→ **Work instructions**:
1. Decide whether each statement about the fAction article below agrees with it, answering yes or no and quoting the deciding words: (a) The group's debut show raised more than $3,000 for the Darfur Women's Center. (b) fAction is a collective of New York designers. (c) "Seam of Consciousness" centered on violence against women.
2. In the fAction article below, why does the writer reject the view that fashion is frivolous and superficial? Answer in one to three sentences.
3. Extend the fAction article below by writing what comes after its final sentence.

--- start Passage ---

« Previous | Next »

star.gif Fashion Hause: fAction for a good cause

Style intern Chloe Schildhause talks trends and togs. Check out her latest installment here.

“We see fashion as art. We get a lot of crap from our friends, but for me I want to get away from that stereotype of the superficial, pretentious, vanity idea of fashion and use [fashion] for a good cause.” – Kari Koller

faction1_1108.jpg
Designer Lula Chapman sheds media ideals.

Some may argue that fashion is frivolous, superficial, and designed to make normal women feel bad about themselves. But I disagree. Done right, fashion encourages creativity and self-esteem. Even better? It changes the world.

An organization dedicated to doing fashion right is fAction, a collective of Bay Area women who combine style with activism.

The group’s debut fashion show, “Seam of Consciousness,” focused on violence against women, and in particular the atrocities facing women in Darfur. The idea was so successful, in fact, that the November 15 event raised more than $3,000 for the Darfur Women’s Center through door fees, patch sales, and a silent auction.

--- end Passage ---
--- start Data records ---

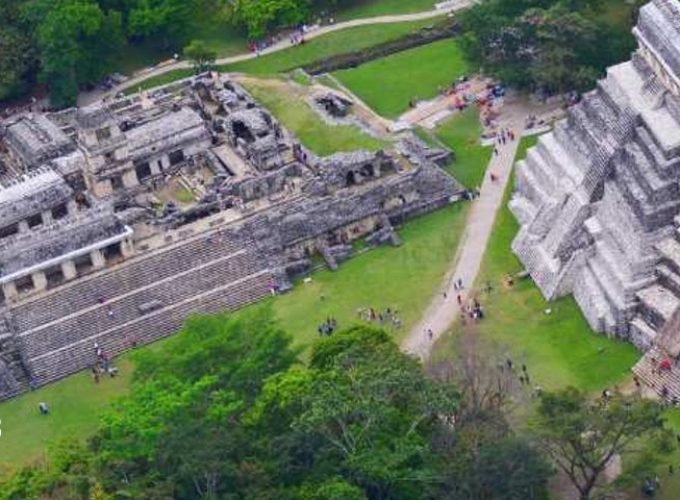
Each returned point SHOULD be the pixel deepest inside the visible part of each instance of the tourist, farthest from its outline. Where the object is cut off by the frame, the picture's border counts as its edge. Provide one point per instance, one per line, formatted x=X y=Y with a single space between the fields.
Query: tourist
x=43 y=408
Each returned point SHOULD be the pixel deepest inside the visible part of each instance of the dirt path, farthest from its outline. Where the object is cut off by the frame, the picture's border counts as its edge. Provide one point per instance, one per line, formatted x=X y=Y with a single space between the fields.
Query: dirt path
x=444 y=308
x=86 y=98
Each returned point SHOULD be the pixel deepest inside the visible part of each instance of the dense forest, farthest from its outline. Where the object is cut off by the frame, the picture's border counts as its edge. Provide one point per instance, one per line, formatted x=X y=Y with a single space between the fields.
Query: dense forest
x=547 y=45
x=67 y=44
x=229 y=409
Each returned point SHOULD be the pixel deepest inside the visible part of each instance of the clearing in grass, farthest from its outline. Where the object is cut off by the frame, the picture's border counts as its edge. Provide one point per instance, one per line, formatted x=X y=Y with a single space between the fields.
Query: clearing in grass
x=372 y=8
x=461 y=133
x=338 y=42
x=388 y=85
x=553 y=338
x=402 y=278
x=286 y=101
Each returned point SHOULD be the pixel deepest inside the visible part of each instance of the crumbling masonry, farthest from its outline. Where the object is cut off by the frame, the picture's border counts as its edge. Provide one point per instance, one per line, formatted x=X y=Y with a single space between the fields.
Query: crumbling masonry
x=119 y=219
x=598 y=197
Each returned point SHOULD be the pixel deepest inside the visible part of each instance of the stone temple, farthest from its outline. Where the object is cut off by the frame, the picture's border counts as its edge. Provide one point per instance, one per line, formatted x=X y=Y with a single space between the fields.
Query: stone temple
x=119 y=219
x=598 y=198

--- end Data records ---
--- start Data records ---

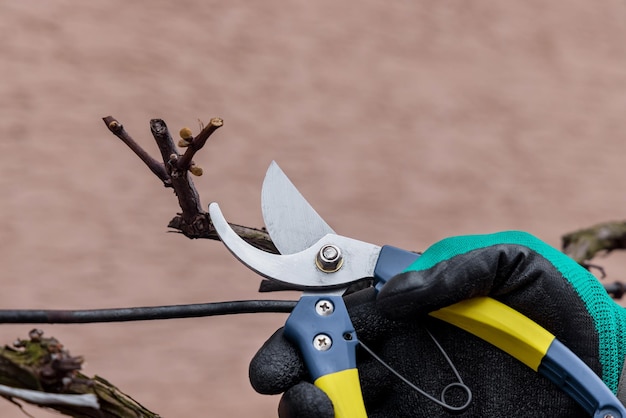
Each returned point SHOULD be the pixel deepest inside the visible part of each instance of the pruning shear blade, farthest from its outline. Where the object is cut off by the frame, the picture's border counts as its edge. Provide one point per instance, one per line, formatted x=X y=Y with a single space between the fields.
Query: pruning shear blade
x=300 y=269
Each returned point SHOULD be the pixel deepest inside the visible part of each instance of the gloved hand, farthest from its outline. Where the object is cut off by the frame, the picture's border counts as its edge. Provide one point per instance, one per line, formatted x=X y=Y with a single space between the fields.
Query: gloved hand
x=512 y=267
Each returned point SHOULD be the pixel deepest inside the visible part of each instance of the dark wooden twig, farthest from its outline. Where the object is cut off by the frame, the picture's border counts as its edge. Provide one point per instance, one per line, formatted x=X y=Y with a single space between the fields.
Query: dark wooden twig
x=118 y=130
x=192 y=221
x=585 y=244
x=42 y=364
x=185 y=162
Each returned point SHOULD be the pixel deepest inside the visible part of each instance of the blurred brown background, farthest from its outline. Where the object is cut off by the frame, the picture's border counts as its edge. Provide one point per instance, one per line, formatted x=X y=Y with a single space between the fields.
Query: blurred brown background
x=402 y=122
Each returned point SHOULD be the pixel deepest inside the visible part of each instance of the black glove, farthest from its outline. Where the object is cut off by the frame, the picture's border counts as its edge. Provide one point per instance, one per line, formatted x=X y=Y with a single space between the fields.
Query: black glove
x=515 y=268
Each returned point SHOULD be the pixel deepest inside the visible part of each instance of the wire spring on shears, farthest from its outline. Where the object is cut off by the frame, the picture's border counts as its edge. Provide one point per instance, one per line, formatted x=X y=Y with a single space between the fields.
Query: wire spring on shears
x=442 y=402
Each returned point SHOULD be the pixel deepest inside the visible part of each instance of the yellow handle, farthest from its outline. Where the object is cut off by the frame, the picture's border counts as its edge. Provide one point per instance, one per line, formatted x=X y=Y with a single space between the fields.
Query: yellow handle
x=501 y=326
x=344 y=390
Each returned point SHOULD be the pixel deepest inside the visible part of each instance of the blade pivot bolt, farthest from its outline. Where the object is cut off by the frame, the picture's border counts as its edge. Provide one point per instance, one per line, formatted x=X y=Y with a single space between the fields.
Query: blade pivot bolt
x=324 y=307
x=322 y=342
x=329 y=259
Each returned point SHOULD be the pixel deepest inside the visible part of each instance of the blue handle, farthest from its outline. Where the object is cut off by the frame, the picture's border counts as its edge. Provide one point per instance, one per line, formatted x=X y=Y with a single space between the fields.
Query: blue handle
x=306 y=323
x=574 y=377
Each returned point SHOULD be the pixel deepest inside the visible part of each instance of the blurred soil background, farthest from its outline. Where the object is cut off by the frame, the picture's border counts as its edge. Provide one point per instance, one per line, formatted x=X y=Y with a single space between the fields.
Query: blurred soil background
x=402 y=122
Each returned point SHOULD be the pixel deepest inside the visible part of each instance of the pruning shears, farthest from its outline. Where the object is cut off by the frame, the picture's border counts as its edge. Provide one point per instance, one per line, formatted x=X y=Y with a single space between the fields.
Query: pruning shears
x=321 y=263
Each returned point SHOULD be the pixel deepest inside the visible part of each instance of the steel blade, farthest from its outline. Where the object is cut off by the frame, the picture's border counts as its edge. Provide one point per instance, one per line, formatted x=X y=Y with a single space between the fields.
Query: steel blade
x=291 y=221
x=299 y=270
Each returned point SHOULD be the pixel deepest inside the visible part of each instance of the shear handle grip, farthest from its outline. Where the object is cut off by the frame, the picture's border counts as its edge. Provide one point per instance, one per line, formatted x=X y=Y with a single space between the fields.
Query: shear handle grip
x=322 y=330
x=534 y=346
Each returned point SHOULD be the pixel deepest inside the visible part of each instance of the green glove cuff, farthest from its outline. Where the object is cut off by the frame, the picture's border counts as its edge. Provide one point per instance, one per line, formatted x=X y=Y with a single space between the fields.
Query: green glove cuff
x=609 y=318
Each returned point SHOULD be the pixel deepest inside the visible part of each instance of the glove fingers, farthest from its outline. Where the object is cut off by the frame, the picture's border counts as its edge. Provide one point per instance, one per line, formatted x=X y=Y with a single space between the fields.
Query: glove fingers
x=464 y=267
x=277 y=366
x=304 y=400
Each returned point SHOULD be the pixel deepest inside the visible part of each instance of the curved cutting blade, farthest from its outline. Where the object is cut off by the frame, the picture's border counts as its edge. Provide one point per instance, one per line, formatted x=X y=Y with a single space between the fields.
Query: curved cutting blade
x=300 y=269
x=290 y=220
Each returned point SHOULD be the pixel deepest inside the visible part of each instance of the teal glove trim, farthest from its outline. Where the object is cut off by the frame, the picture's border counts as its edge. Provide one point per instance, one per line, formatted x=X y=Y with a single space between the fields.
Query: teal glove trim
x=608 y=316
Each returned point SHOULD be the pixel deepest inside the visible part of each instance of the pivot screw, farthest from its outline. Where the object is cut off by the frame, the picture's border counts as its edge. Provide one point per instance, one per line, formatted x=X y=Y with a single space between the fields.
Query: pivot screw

--- end Data records ---

→ **Response list**:
1.
(a) Yes: "the November 15 event raised more than $3,000 for the Darfur Women’s Center"
(b) No: "a collective of Bay Area women who combine style with activism"
(c) Yes: "focused on violence against women"

2. The writer holds that fashion, done right, encourages creativity and self-esteem. Beyond that, the writer says it changes the world.

3.
At first, the idea of connecting clothing and consciousness in this way might seem like a stretch, but the up-and-coming designers involved connected the dots, pointing out that when it comes to violence against women, even what you wear is political.

“I envision a world where women can walk safely down the street at night and we can wear whatever the fuck we want,” said designer Nikole Lent, who opened the show as a guest speaker, “because my hot outfit has nothing to do with you.”

faction2_1108.jpg
Nikole Lent in a design by Kari Koller.

Lent also explained how the Darfur Women’s Center is trying to reduce violence against women in Sudan. One example, she said, was teaching them how to use solar cookers so they don’t have to go out for firewood – one of the primary places Sudanese women get raped.

But the involved designers didn’t stop their awareness efforts with violence in another country. Many of those in fAction developed a personal connection to violence in their own communities when Kirsten Brydum, a San Francisco activist who was instrumental in the Really Free Market movement, was murdered in New Orleans. Though Brydum was visiting New Orleans as part of her national Collective Autonomy Tour, it’s widely believed that the murder wasn’t related to her work as an activist and was, instead, a random act of violence against a woman in the wrong place at the wrong time.

“Kirsten was a dear friend of mine,” said Lent. Her death has hugely impacted the community [and] it’s important to link local violence to global violence. To draw that connection between a women in our community who was murdered and how [her death] affects people in a huge way, and the big impact that one death causes.”

Designer Kari Koller agreed. “People are not acknowledging what’s going on with [the women in Darfur], or the women in our own society,” she said.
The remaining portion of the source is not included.